## TASK
Continue the reflection on a film about a man who gives up heaven to join his wife after her suicide, picking up right after its last sentence.

## SUPPLIED TEXT
He decides he can’t exist as a soul in heaven without her, so he goes to find her. He suffers great peril and many obstacles just to get to her and finally finds himself on a type of sea. He looks down and realizes he is walking in the dark, on the sea, but it is filled with the tormented faces of those who have committed suicide. They aren’t in hell yet at all, but in a type of dark, despairing, watery limbo. He has to go even further to get to her. Finally, he reaches her and finds her in what appears to be the ruins of their old life. It is colorless and gray and she is sitting there alone. She is in so much despair and hopelessness, she doesn’t recognize him, is frightened, and runs and hides from him. He decides he will trade heaven for an existence in “hell,” even if she never recognizes or acknowledges him. Hollywood does a take on the fact that suicide is a selfish, violent act of no redemption, but also poses the question: What if someone loves you enough to lose heaven to suffer hell with you?
So, the movie goes on… They go through hell to get back to heaven and be reunited with their children, and we all cry at the end. His willingness to give up heaven redeems her. OK…so where am I going with all this?

## SUPPLIED MATERIAL
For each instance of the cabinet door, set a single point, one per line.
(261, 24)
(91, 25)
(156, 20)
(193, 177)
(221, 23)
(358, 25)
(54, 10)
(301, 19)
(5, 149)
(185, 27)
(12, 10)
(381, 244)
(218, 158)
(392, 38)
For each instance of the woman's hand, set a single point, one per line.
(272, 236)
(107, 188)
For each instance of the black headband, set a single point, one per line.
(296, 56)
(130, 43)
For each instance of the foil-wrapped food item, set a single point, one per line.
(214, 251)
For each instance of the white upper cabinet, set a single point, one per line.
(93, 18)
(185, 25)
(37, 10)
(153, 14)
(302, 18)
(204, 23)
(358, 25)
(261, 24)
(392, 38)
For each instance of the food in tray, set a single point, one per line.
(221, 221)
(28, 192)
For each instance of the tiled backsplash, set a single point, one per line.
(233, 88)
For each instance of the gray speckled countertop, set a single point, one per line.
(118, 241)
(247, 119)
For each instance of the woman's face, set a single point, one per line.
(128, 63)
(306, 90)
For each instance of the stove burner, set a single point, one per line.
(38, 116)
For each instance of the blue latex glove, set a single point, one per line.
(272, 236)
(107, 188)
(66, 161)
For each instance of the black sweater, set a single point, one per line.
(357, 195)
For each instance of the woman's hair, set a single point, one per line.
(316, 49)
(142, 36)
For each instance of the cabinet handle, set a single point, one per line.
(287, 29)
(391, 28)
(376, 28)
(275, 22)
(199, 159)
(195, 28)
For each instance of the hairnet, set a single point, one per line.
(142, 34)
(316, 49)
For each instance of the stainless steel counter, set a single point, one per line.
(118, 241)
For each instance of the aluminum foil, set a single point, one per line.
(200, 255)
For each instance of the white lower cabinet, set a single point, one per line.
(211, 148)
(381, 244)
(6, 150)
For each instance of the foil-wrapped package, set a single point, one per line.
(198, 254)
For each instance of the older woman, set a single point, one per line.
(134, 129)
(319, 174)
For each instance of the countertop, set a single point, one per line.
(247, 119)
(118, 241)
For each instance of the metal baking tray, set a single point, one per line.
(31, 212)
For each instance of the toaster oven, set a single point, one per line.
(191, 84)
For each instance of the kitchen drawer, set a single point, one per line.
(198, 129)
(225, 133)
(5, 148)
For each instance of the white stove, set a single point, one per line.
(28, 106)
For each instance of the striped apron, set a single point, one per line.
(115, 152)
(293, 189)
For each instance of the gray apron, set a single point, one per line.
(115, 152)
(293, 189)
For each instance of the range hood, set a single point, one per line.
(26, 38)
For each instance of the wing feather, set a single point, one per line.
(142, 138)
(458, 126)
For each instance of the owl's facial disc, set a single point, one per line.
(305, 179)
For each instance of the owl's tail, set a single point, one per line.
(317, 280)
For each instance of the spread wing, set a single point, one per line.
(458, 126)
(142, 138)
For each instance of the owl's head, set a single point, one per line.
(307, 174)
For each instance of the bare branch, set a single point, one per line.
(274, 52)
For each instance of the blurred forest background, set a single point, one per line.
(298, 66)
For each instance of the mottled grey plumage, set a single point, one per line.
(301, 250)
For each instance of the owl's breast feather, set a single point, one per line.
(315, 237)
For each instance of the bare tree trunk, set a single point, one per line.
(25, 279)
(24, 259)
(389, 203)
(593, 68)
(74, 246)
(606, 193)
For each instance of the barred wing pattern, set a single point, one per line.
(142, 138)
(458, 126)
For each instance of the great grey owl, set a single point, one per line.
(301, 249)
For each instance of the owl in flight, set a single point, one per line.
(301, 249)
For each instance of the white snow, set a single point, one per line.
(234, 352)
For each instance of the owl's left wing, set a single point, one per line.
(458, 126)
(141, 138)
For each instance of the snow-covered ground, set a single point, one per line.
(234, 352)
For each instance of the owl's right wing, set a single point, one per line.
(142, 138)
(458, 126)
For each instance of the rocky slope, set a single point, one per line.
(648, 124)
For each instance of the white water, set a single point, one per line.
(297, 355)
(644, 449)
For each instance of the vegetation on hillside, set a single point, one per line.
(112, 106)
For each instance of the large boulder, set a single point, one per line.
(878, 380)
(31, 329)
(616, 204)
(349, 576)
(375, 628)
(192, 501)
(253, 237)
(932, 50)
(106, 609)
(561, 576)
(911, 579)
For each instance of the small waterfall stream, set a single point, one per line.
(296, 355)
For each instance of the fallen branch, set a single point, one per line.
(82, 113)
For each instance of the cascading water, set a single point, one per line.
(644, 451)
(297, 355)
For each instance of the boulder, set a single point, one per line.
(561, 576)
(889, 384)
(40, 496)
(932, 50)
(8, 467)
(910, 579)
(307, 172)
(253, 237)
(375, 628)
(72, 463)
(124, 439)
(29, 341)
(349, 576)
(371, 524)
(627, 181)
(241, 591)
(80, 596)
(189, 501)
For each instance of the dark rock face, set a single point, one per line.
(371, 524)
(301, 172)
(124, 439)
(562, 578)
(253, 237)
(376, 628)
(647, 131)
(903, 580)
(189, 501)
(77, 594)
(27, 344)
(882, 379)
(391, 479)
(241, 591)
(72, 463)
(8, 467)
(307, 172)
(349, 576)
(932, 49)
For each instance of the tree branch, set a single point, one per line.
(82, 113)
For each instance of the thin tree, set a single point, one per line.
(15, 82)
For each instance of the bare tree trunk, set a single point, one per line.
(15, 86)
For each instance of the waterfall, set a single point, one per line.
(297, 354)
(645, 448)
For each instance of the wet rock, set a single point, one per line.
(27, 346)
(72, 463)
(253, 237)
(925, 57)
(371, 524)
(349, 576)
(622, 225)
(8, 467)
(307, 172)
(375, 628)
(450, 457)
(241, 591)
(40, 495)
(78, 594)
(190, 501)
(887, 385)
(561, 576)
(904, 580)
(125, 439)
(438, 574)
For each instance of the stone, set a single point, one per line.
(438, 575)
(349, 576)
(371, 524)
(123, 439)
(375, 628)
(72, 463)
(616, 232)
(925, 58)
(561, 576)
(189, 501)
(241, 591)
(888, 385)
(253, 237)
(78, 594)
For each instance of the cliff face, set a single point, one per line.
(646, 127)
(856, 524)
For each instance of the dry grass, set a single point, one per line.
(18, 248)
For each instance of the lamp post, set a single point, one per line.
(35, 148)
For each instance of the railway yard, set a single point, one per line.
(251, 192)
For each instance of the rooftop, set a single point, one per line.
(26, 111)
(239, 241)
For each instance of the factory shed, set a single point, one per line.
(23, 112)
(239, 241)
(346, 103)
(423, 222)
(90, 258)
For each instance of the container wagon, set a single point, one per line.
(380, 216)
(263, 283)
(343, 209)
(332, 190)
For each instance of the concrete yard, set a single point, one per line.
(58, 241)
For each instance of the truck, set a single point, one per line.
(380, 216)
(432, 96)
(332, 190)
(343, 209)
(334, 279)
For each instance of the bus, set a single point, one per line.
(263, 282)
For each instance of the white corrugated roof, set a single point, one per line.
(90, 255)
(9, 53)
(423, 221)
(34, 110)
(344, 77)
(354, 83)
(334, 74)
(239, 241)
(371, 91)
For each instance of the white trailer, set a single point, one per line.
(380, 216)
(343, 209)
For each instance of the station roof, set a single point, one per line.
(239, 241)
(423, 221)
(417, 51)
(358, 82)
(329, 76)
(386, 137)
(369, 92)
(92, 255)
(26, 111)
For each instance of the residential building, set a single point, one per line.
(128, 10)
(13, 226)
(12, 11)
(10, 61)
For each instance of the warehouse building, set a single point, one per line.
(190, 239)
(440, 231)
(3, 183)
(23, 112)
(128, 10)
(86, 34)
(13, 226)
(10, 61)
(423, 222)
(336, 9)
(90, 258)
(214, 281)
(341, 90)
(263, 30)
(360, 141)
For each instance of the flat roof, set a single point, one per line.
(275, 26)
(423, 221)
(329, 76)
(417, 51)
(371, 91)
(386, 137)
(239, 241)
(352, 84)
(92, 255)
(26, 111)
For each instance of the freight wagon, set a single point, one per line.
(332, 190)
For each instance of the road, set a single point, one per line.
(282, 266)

## EXPECTED ANSWER
I guess it’s because I really don’t believe our reward or punishment is of this earth. Heaven is not being in a happy mood due to a material or self serving choice we make. Hell is not a bad day or lonely life, or disease, or failure. Our true suffering doesn’t come from separation from a loved one, it comes from separation from God which is sheer, utter, eternal hopelessness. That assumption alone means I do believe in an after life. Why do terrible people “seem” happy or experience good fortune? Why do some who experience misfortune enjoy and live life to the fullest. It’s our choices, I guess, but God doesn’t care about our finances and won’t “bless” any one with good fortune. Nor does he “choose” to dole out suffering on a whim…what a chaotic world we’d live in if, like in Greek mythology, God doled out happiness and misery at His leisure or based His outcome for us based on our human actions. I think some people still believe in that ancient line of thinking, and their lives reflect it. As a sinner, all my bad choices have no bearing on whether I’m a good person or whether I’m good enough for God’s love. Those two are mutually exclusive. Historically, Jesus was always among the whores, the diseased, the thieves, and the murderers because he loved them most…and they needed him most. He didn’t dine with kings; he didn’t seek out the self righteous and surround himself with the elite and outwardly”holy” to sit and adore his human form. I try to understand, I try to listen to what God says to me. I do, however, question God’s existence when I hear of a child who has been abused by his parents, or when I see someone suffer the loss of a child or spouse, or when I see disease ravage the body and slowly destroy the life someone close to me. Sometimes I do figuratively shake my fist at my Creator and truly question His existence, His reasons, forgetting God does not work on our human timetable or to our will, ever. But we should question, we should wonder, we should sometimes doubt. We are merely sheep if we don’t.